Pointing data excerpts
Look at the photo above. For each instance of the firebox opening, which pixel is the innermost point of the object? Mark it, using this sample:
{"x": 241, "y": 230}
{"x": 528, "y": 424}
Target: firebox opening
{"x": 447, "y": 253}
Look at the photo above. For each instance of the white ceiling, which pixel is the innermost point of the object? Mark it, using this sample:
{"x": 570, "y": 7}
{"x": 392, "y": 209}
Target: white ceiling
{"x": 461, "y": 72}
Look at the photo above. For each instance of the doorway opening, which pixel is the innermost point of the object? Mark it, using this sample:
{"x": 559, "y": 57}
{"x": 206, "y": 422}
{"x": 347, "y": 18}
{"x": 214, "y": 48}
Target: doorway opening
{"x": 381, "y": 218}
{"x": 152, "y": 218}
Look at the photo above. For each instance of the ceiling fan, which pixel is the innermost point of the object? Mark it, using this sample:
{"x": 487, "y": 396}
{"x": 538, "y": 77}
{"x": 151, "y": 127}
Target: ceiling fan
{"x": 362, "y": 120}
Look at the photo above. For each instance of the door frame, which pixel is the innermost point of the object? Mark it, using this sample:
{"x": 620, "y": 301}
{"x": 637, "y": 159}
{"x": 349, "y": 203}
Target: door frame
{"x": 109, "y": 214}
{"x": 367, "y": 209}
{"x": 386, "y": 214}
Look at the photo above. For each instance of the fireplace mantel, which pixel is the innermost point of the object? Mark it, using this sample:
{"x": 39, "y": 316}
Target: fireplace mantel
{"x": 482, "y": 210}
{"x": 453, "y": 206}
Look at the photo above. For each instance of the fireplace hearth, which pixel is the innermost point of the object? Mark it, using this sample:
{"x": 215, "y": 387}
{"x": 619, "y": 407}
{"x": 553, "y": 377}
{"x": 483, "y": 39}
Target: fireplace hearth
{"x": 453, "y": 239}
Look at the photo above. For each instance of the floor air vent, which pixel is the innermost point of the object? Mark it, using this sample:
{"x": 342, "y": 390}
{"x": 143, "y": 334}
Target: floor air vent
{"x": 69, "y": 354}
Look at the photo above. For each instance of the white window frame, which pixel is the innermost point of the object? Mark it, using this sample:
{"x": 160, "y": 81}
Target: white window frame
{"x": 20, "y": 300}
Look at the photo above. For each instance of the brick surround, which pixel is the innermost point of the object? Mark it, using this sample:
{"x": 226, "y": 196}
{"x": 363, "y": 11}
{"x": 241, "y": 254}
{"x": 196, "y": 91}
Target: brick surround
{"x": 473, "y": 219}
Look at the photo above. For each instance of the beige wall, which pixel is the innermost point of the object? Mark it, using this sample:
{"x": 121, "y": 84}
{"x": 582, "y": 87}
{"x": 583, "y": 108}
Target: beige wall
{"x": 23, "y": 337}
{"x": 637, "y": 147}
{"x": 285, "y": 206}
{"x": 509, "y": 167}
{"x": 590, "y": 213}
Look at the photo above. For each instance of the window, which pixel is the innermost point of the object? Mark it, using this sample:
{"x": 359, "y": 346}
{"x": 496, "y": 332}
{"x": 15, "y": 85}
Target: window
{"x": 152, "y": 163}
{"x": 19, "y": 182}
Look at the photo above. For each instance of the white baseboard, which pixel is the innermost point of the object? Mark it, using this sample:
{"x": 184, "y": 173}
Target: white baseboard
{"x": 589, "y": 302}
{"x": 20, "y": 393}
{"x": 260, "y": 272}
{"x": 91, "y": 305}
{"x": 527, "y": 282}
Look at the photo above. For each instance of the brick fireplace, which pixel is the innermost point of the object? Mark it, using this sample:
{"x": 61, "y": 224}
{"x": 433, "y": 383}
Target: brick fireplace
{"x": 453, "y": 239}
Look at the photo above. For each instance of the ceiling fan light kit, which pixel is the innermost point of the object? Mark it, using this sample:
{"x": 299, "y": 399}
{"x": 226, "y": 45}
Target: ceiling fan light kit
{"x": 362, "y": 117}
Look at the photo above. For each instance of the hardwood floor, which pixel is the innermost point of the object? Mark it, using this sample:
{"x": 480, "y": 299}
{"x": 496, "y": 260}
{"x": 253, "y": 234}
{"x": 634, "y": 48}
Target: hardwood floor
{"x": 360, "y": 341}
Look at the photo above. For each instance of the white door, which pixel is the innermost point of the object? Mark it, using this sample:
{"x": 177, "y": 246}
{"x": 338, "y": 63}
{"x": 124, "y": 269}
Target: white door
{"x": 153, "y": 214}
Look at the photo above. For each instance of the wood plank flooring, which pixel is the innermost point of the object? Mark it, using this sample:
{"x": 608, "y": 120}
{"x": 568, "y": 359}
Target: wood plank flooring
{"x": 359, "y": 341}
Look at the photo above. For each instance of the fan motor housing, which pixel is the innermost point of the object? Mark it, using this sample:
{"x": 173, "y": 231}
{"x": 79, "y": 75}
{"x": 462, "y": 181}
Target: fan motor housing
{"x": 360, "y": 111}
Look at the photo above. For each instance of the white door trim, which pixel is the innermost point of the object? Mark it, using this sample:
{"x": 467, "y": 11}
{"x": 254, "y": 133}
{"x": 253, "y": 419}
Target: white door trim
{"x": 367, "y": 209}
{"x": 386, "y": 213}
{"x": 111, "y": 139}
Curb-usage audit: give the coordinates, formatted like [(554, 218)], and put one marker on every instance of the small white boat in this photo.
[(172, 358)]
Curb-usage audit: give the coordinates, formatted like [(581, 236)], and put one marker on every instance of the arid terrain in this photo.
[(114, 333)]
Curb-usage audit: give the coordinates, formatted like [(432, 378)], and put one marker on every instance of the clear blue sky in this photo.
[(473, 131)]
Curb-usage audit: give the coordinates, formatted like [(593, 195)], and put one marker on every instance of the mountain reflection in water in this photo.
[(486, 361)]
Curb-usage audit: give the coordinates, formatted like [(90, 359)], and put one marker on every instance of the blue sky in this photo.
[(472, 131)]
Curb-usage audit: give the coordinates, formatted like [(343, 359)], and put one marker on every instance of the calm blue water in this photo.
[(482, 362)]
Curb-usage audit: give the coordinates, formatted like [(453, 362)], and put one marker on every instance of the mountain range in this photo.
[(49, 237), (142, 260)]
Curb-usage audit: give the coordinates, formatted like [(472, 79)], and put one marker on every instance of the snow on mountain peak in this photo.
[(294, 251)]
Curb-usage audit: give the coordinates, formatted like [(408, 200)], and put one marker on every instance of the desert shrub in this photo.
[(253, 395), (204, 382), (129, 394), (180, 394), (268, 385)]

DO THIS
Write out every line again, starting with the line that contains "in water in this photo." and going on through the end of the data. Shift each coordinate in the answers up by 101 and leave every other number as it stands.

EXERCISE RESULT
Curb-usage audit: give the coordinates, formatted like [(593, 195)], and put one marker on every instance of the mountain reflection in water in this photo.
[(587, 462)]
Curb-usage audit: give the coordinates, formatted like [(90, 359)], and put one marker on every instance of the blue sky in this photo.
[(573, 232)]
Curb-usage audit: give the coordinates, formatted like [(343, 359)], and put one marker on every instance of the calm blue water in this photo.
[(583, 463)]
Curb-usage audit: give the coordinates, formatted like [(453, 362)], and put one marker on every instance of the mountain range in this photo.
[(150, 338), (243, 361)]
Curb-usage audit: give the coordinates, formatted like [(472, 79)], and put one marker on every instance of the snow on mountain peak in this photo.
[(395, 352)]
Curb-usage audit: give the coordinates, formatted like [(408, 200)], and put one marker on every instance of the desert shrub in this photo.
[(354, 496), (305, 483), (230, 495), (281, 495), (369, 486)]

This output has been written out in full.